*Information shown:*
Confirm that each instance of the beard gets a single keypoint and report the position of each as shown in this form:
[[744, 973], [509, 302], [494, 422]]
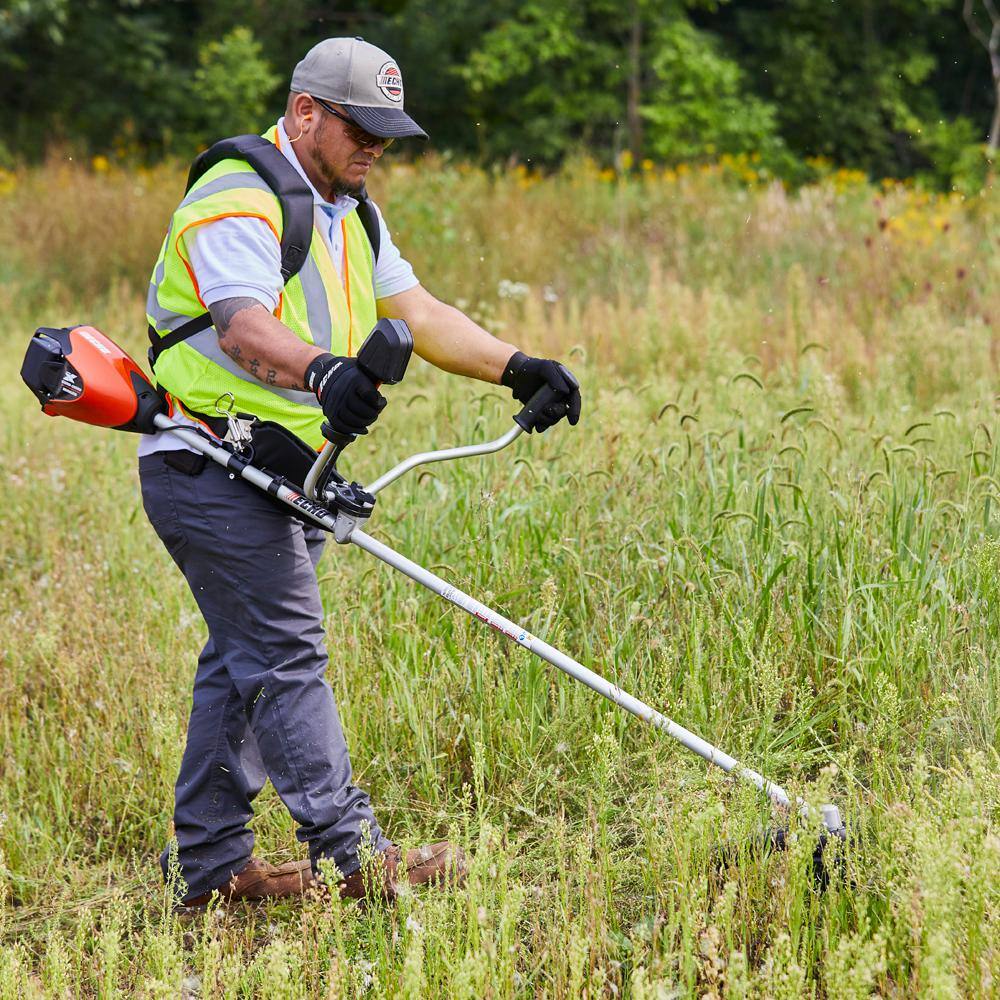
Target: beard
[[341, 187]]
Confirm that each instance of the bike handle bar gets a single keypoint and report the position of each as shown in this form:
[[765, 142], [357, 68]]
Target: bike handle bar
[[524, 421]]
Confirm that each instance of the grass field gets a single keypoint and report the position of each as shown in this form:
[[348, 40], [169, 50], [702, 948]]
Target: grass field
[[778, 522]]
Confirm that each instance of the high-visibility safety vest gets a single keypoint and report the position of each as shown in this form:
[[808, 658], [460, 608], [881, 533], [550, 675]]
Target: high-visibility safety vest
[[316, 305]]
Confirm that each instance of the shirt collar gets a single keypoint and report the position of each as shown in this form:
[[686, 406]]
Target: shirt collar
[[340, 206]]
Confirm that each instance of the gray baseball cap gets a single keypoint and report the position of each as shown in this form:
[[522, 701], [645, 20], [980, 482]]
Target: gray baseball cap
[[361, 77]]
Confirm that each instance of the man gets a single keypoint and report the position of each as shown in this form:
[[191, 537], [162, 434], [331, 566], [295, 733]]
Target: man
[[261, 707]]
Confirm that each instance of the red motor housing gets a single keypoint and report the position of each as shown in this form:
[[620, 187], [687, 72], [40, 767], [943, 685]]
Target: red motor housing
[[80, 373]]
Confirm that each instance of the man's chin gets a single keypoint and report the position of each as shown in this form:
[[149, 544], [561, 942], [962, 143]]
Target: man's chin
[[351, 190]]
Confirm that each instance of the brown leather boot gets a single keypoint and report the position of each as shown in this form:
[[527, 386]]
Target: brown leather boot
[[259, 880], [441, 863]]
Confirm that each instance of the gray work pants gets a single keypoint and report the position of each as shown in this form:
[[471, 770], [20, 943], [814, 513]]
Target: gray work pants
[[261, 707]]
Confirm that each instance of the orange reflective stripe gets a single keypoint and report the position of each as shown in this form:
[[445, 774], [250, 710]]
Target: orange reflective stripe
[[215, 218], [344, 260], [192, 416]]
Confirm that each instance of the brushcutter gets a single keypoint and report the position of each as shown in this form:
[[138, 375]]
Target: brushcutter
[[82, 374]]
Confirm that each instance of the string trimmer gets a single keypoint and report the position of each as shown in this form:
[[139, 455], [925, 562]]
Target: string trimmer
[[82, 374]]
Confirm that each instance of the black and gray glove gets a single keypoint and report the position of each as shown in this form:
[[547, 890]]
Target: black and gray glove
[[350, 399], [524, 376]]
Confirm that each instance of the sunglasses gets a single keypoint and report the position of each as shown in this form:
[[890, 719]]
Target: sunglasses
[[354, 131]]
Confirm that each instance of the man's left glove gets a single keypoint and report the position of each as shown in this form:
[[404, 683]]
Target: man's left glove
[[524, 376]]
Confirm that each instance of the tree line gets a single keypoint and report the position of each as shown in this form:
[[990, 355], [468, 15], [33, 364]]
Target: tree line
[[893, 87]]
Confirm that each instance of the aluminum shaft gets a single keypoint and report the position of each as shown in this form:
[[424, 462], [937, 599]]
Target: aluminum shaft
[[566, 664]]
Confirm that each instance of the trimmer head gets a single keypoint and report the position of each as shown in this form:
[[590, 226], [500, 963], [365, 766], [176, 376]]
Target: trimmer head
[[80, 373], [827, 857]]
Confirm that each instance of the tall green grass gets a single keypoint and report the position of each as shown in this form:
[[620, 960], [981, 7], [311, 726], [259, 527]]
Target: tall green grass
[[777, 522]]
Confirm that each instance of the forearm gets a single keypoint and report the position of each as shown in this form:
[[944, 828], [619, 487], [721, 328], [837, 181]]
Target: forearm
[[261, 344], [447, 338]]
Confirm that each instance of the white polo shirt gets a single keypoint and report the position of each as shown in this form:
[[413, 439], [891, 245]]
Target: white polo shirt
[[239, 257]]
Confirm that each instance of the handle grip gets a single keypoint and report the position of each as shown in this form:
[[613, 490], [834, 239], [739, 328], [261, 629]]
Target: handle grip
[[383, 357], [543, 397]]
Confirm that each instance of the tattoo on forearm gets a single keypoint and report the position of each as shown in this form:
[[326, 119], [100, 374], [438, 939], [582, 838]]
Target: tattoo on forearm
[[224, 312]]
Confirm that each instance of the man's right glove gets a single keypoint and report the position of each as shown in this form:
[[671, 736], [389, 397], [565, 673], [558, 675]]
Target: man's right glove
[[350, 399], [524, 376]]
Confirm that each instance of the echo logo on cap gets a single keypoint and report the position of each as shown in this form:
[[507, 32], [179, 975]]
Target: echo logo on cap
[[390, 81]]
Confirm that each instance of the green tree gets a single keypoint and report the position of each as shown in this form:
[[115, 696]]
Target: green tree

*Problem description:*
In the answer, include exactly the lines from the top of the entries through the line containing "Confirm that each instance of the high-visibility", and nothing else, not even the pictures.

*Answer to the problem:*
Confirm that each instance of the beard gets a single keypoint and report the position of each as shown in this form:
[[744, 973], [509, 302], [494, 422]]
Target: beard
[[341, 187]]
Confirm that each instance of the bike handle bar gets a single keypoint and report the position of each as shown in this form:
[[765, 142], [357, 68]]
Target: bike handle bar
[[524, 421]]
Confirm that each instance of the grass field gets a single keypoint and report the position of each as shown in this form:
[[348, 40], [169, 50], [702, 948]]
Target: grass field
[[778, 522]]
Confirm that each instance of the high-visibility safety vest gets a single keypoint and report the position of each as shown in this form:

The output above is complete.